## Consigne:
D'après le texte sur le baptême, quelle possibilité l'Église a-t-elle offerte à celui qui s'exprime lorsqu'il était un peu plus grand ?

## Texte:
+++

De temps à autre, il m'arrive de rencontrer des couples ayant des jeunes enfants et qui me disent : j'espère que vous ne serez pas vexé, mais nous avons choisi de ne pas baptiser nos enfants, nous voulons qu'ils restent libres de le faire plus tard lorsqu'ils seront en âge de décider. A une telle affirmation, je m'étonne toujours. Pourquoi, serai-je vexé ? Comme si ma susceptibilité risquait d'être éprouvée. Notre paroisse n'est pas une entreprise économique et je n'ai pas l'impression d'avoir fait une mauvaise année si le nombre de baptêmes diminue. Mais surtout à une telle affirmation, je réponds toujours avec un léger sourire. Je me réjouis que vous ayez pris une telle décision pour votre enfant. Quelle chance a-t-il de pouvoir naître ou d'être accueilli au sein d'un couple comme le vôtre. Ensuite, commence une petite litanie de questions : lui avez-vous laissé le choix de venir au monde ? est-il aujourd'hui libre de vivre ? Je suppose qu'il n'ira ni chez une gardienne, ni dans une crèche, ni à l'école, tant qu'il ne sera pas à même de vous dire laquelle il choisit, voire même s'il en veut ? Vous ne prendrez évidemment aucune décision à sa place étant à ce point respectueux de sa liberté ? Mais de toute façon, pour qu'il soit libre, il devra être à même de pouvoir choisir. Alors comment allez-vous l'accompagner et lui faire découvrir la foi pour qu'il puisse vraiment choisir ? Il est vrai que ces quelques questions laissent en général un léger blanc dans la conversation.
Le baptême du Christ que nous célébrons en ce jour est une occasion de revisiter notre propre baptême. Pour la majorité d'entre nous celui-ci a été décidé par nos parents. Nous n'avons pas eu le choix. Pour ma part, ce n'est pas bien grave puisque dans ma vie, quand j'étais petit enfant, il y a eu un ensemble de décisions sur lequel je n'ai rien eu à dire. Mes parents ont beaucoup décidé pour moi et c'est tant mieux. D'ailleurs c'était leur rôle. Ce choix du baptême, je ne le regrette pas et l'église m'a donné l'occasion lorsque j'étais un peu plus grand de pouvoir le confirmer. A ce moment-là, j'ai vraiment eu le sentiment de pouvoir choisir. J'avais conscience que je pouvais infirmer le choix de mes parents et je n'ai pas eu le sentiment d'une quelconque pression sociale. J'étais libre. Mais libre de quoi ? Libre d'accepter mon baptême. Non pas un baptême, comme il a été compris pendant des siècles et hélas encore aujourd'hui par certains comme étant le lavement d'un péché originel comme si j'étais moi-même responsable de cet Adam dont nous savons aujourd'hui qu'il n'a jamais historiquement existé. Comment peut-on encore aujourd'hui continuer à prétendre que nous subissons un châtiment suite à une erreur de quelqu'un qui n'a jamais existé ? Une punition que nous devons laver dans les eaux d'un baptême. Il faudra un jour que quelqu'un m'explique cela mais intelligemment et non pas comme tout ce que j'ai lu jusqu'à ce jour sur ce thème.

+++

## Données sources:
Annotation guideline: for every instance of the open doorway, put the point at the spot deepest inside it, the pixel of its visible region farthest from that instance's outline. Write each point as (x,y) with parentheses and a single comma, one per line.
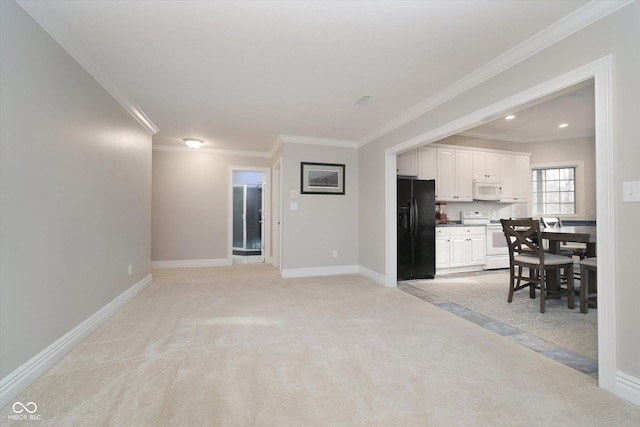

+++

## Corrigé:
Elle lui a donné l'occasion de confirmer son baptême.